§ Exercise instructions
Return each line of the listing below that contains the word "fallen", matching case exactly.

§ Dataset entries

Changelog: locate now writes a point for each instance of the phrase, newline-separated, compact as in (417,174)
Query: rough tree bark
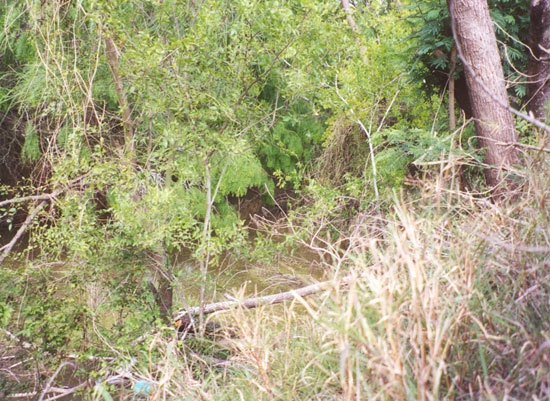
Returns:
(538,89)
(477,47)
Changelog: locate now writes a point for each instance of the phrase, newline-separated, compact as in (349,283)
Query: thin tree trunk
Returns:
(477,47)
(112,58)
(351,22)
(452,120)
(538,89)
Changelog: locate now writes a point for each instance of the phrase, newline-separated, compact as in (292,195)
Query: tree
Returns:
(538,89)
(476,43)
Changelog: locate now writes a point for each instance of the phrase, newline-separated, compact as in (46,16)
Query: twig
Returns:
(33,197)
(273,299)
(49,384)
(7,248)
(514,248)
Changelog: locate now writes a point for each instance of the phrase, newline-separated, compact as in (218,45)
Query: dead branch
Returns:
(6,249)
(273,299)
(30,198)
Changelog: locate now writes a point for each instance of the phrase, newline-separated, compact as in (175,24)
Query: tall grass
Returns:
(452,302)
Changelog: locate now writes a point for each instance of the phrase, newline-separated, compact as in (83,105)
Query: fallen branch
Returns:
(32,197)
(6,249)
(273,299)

==

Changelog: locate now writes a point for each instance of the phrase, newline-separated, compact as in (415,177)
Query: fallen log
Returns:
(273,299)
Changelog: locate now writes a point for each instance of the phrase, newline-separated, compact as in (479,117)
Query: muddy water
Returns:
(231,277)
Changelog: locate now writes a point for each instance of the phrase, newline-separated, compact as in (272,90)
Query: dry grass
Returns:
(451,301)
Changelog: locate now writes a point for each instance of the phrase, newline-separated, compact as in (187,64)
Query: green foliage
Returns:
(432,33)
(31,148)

---

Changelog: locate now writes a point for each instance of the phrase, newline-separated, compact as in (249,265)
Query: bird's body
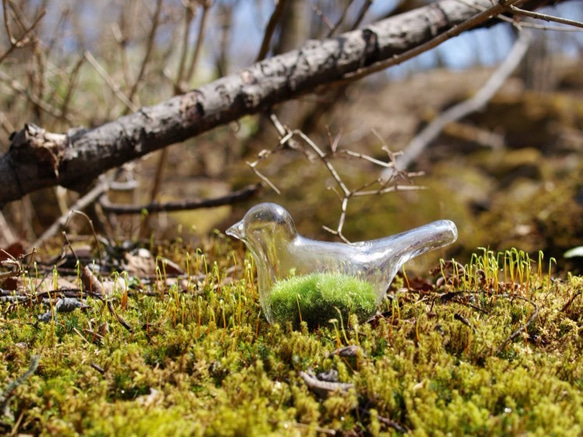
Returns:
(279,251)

§ The result
Query: fallen branch
Query: fallen log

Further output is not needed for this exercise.